* **Goal**
Produce a word-for-word copy of the listing below without its pictures.
start Listed entries
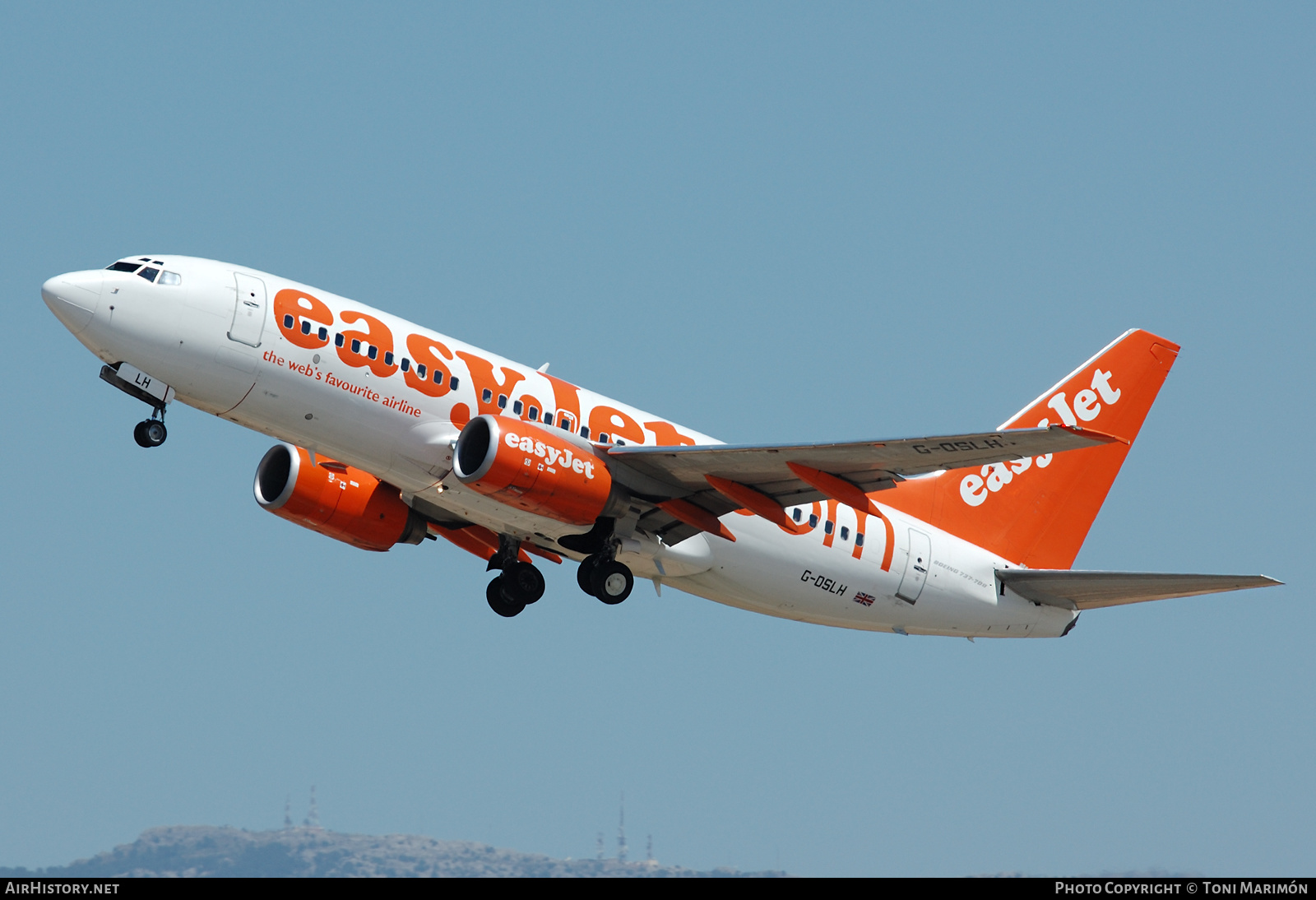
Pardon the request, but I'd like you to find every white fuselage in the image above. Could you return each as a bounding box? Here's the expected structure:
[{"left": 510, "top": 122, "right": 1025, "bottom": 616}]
[{"left": 42, "top": 257, "right": 1077, "bottom": 637}]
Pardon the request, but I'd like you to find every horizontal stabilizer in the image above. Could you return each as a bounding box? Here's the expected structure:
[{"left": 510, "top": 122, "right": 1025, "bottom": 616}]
[{"left": 996, "top": 568, "right": 1283, "bottom": 610}]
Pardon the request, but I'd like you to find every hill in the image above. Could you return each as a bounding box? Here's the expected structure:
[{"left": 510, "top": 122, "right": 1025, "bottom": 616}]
[{"left": 0, "top": 825, "right": 785, "bottom": 878}]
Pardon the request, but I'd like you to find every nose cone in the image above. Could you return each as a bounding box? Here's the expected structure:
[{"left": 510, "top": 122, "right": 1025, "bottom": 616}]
[{"left": 41, "top": 268, "right": 105, "bottom": 334}]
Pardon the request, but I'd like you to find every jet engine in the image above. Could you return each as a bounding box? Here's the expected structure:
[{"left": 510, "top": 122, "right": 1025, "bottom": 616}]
[
  {"left": 255, "top": 443, "right": 426, "bottom": 550},
  {"left": 452, "top": 415, "right": 625, "bottom": 525}
]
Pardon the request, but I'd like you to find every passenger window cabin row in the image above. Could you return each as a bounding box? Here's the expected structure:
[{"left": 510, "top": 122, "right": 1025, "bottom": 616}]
[{"left": 791, "top": 507, "right": 864, "bottom": 547}]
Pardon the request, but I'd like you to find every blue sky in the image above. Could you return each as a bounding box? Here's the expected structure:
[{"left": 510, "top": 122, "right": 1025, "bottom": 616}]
[{"left": 0, "top": 4, "right": 1316, "bottom": 875}]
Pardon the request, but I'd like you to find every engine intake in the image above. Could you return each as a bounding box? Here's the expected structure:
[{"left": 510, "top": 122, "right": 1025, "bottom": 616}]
[
  {"left": 254, "top": 443, "right": 426, "bottom": 550},
  {"left": 452, "top": 415, "right": 625, "bottom": 525}
]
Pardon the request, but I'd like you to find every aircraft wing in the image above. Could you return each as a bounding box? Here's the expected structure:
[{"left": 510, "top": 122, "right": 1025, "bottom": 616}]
[
  {"left": 608, "top": 425, "right": 1121, "bottom": 544},
  {"left": 996, "top": 568, "right": 1283, "bottom": 610}
]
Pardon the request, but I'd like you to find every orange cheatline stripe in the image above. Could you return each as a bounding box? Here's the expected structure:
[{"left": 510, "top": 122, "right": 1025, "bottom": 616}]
[
  {"left": 704, "top": 475, "right": 809, "bottom": 534},
  {"left": 785, "top": 462, "right": 882, "bottom": 516},
  {"left": 658, "top": 500, "right": 735, "bottom": 542}
]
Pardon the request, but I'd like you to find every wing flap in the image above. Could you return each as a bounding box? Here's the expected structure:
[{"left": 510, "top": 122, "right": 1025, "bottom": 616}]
[
  {"left": 608, "top": 425, "right": 1120, "bottom": 496},
  {"left": 996, "top": 568, "right": 1283, "bottom": 610}
]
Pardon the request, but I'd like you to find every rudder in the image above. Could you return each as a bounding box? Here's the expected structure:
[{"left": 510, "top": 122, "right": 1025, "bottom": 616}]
[{"left": 873, "top": 329, "right": 1179, "bottom": 568}]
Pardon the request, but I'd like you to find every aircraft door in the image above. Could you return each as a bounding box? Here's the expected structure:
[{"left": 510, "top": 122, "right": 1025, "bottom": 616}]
[
  {"left": 229, "top": 272, "right": 265, "bottom": 347},
  {"left": 897, "top": 527, "right": 932, "bottom": 604}
]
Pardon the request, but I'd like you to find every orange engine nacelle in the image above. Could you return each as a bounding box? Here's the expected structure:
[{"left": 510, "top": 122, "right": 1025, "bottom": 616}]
[
  {"left": 452, "top": 415, "right": 621, "bottom": 525},
  {"left": 255, "top": 443, "right": 425, "bottom": 550}
]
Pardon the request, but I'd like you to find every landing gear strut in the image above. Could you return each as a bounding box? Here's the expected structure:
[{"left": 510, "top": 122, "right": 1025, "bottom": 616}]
[
  {"left": 100, "top": 363, "right": 174, "bottom": 448},
  {"left": 484, "top": 534, "right": 544, "bottom": 619}
]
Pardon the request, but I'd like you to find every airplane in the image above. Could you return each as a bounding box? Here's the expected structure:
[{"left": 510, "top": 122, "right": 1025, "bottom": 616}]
[{"left": 41, "top": 254, "right": 1279, "bottom": 638}]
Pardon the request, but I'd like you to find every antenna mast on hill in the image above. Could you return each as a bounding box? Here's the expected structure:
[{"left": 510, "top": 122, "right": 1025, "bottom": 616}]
[
  {"left": 617, "top": 791, "right": 627, "bottom": 862},
  {"left": 307, "top": 784, "right": 320, "bottom": 828}
]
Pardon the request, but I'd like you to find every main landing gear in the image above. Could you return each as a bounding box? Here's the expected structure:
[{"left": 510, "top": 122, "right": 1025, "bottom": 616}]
[
  {"left": 484, "top": 534, "right": 544, "bottom": 619},
  {"left": 577, "top": 550, "right": 636, "bottom": 605}
]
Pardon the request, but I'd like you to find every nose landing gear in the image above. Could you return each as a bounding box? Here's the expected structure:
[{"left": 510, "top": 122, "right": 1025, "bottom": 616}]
[
  {"left": 100, "top": 363, "right": 174, "bottom": 448},
  {"left": 133, "top": 409, "right": 169, "bottom": 448}
]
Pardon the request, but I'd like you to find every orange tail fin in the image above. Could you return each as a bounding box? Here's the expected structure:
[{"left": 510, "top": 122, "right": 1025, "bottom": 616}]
[{"left": 873, "top": 330, "right": 1179, "bottom": 568}]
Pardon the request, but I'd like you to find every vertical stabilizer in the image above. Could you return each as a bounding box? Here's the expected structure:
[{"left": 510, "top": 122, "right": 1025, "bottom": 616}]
[{"left": 873, "top": 330, "right": 1179, "bottom": 568}]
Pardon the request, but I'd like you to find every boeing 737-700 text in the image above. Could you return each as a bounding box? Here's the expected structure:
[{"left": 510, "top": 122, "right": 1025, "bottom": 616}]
[{"left": 41, "top": 255, "right": 1278, "bottom": 637}]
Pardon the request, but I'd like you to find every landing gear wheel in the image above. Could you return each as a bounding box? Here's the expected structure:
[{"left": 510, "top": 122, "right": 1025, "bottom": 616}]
[
  {"left": 498, "top": 562, "right": 544, "bottom": 606},
  {"left": 592, "top": 560, "right": 636, "bottom": 605},
  {"left": 577, "top": 557, "right": 599, "bottom": 596},
  {"left": 484, "top": 575, "right": 525, "bottom": 619},
  {"left": 133, "top": 419, "right": 169, "bottom": 448}
]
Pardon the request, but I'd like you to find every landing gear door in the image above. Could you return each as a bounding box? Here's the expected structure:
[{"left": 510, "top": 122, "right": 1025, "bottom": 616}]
end Listed entries
* **Complete answer**
Pardon the request, but I'd like you to find every white fuselage in the image above. Could you return each as a bounding box? Here's the expected structure:
[{"left": 510, "top": 122, "right": 1025, "bottom": 616}]
[{"left": 42, "top": 257, "right": 1077, "bottom": 637}]
Pardon the request, but I'd like you to find every horizontal stabilizer in the image above. Could you return each as a bounding box? Here's the expected structure:
[{"left": 510, "top": 122, "right": 1025, "bottom": 616}]
[{"left": 996, "top": 568, "right": 1283, "bottom": 610}]
Pardon the request, but I'd like you to find every hill in the image above. Could you return each as a bounding box? Here's the expected structure:
[{"left": 510, "top": 122, "right": 1025, "bottom": 616}]
[{"left": 0, "top": 825, "right": 785, "bottom": 878}]
Pardon the request, but I'd like you to find every nose cone in the image above. Could you return each as a bounding box? Here's the expected structure:
[{"left": 510, "top": 122, "right": 1025, "bottom": 616}]
[{"left": 41, "top": 268, "right": 105, "bottom": 334}]
Pardon the request, but I'd like you to find every jet engine in the image above. Could you return each as a bounding box? Here's the expected structure:
[{"left": 510, "top": 122, "right": 1025, "bottom": 616}]
[
  {"left": 255, "top": 443, "right": 426, "bottom": 550},
  {"left": 452, "top": 415, "right": 625, "bottom": 525}
]
Pardon the request, but I'd like you to find every passenger window cabin row in the image above. Could you return each as a bounding box? Here's the expected structure:
[{"left": 510, "top": 122, "right": 1025, "bottom": 616}]
[{"left": 791, "top": 507, "right": 864, "bottom": 547}]
Pardon the request, but I'd like you to find every blue sky in the image above. Could you return each as a bounding box? Here's the expected structure:
[{"left": 510, "top": 122, "right": 1025, "bottom": 616}]
[{"left": 0, "top": 4, "right": 1316, "bottom": 875}]
Pardon the request, but I'd like you to find every engine intake in the image above. Could you return each as a bounding box? Here's the expected structure:
[{"left": 510, "top": 122, "right": 1025, "bottom": 616}]
[
  {"left": 254, "top": 443, "right": 426, "bottom": 550},
  {"left": 452, "top": 415, "right": 625, "bottom": 525}
]
Pardon the request, but I'd like you to find every aircraft wing in the image above. Could you return each as a bounding box? Here's the expected structure:
[{"left": 510, "top": 122, "right": 1025, "bottom": 616}]
[
  {"left": 608, "top": 425, "right": 1121, "bottom": 544},
  {"left": 996, "top": 568, "right": 1283, "bottom": 610}
]
Pardon the request, but I'd like you to find every orange cheatline stripe in the image above. Could you return each as a bounding box? Here's the expected structure:
[{"left": 510, "top": 122, "right": 1025, "bottom": 616}]
[
  {"left": 704, "top": 475, "right": 809, "bottom": 534},
  {"left": 785, "top": 462, "right": 882, "bottom": 516},
  {"left": 658, "top": 500, "right": 735, "bottom": 542}
]
Pardon the request, but I'd like you to find every wing flap in the image above. Could you return each as a bounding box? Here's the expected structure:
[{"left": 510, "top": 122, "right": 1025, "bottom": 616}]
[
  {"left": 608, "top": 425, "right": 1120, "bottom": 496},
  {"left": 996, "top": 568, "right": 1283, "bottom": 610}
]
Pardon the request, but I'd like you to find every rudder in the image above. Could you return each as a bounding box? Here's the expected structure:
[{"left": 510, "top": 122, "right": 1025, "bottom": 616}]
[{"left": 873, "top": 329, "right": 1179, "bottom": 568}]
Pardon the request, but I'd like you to find every aircraft door in the image above. Could you return each as a bounding box? Here's the expected structure:
[{"left": 510, "top": 122, "right": 1025, "bottom": 616}]
[
  {"left": 229, "top": 272, "right": 265, "bottom": 347},
  {"left": 897, "top": 527, "right": 932, "bottom": 604}
]
Pardon the request, but I'd like you to find every orange engine nacelle in the image above. Could you return each as a bounding box? Here's the expected structure:
[{"left": 510, "top": 122, "right": 1025, "bottom": 616}]
[
  {"left": 452, "top": 415, "right": 621, "bottom": 525},
  {"left": 255, "top": 443, "right": 425, "bottom": 550}
]
Pardon the request, but I'd like you to find every landing gear strut in the image above. Could you return each as a bounding box? Here's the expected structure:
[{"left": 510, "top": 122, "right": 1025, "bottom": 616}]
[
  {"left": 100, "top": 363, "right": 174, "bottom": 448},
  {"left": 484, "top": 534, "right": 544, "bottom": 619}
]
Pardon the request, but I'd like you to find every airplane in the image above. Could you return each as a bounding box? Here's the expected structure:
[{"left": 510, "top": 122, "right": 1025, "bottom": 616}]
[{"left": 41, "top": 254, "right": 1279, "bottom": 638}]
Pardon the request, but I'd like you to find every antenna mast on hill in the image above. Could you return each as a bounding box? Here's the expected structure:
[{"left": 510, "top": 122, "right": 1025, "bottom": 616}]
[
  {"left": 617, "top": 791, "right": 627, "bottom": 862},
  {"left": 307, "top": 784, "right": 320, "bottom": 828}
]
Pardon the request, but I'd like you to find every main landing gear in the image above. Could you return each as a bounding box? Here's the expected structure:
[{"left": 510, "top": 122, "right": 1025, "bottom": 616}]
[
  {"left": 484, "top": 534, "right": 544, "bottom": 619},
  {"left": 577, "top": 550, "right": 636, "bottom": 605}
]
Pardon the request, but I'd like you to find every nose landing gear in the image above. Could you return each as a bounding box? Here's the expected structure:
[{"left": 510, "top": 122, "right": 1025, "bottom": 616}]
[
  {"left": 100, "top": 363, "right": 174, "bottom": 448},
  {"left": 133, "top": 409, "right": 169, "bottom": 448}
]
Pardon the request, but I'd like you to find every orange tail fin in the image above. Could you return each as a bounding box? Here's the expected structure:
[{"left": 510, "top": 122, "right": 1025, "bottom": 616}]
[{"left": 873, "top": 330, "right": 1179, "bottom": 568}]
Pardon the request, but I'd like you to find every vertical stabilizer in the image above. Could you return each as a bounding box? Here's the expected structure:
[{"left": 510, "top": 122, "right": 1025, "bottom": 616}]
[{"left": 873, "top": 330, "right": 1179, "bottom": 568}]
Pardon the request, but I'd like you to find every boeing 737-700 text in the image above. Could you return each as a bounding box? Here's the expected structure:
[{"left": 510, "top": 122, "right": 1025, "bottom": 616}]
[{"left": 41, "top": 255, "right": 1278, "bottom": 637}]
Pardon the request, but I'd like you to find every landing gear wheel in the image above. Could you return each as a bounding box? Here's the expected structure:
[{"left": 510, "top": 122, "right": 1025, "bottom": 616}]
[
  {"left": 498, "top": 562, "right": 544, "bottom": 606},
  {"left": 592, "top": 560, "right": 636, "bottom": 605},
  {"left": 577, "top": 557, "right": 599, "bottom": 596},
  {"left": 484, "top": 575, "right": 525, "bottom": 619},
  {"left": 133, "top": 419, "right": 169, "bottom": 448}
]
Pardon the request, but I'd like you to find every landing gear door in the image above. Could you return each as a bounding box? Here's the expected structure:
[{"left": 510, "top": 122, "right": 1025, "bottom": 616}]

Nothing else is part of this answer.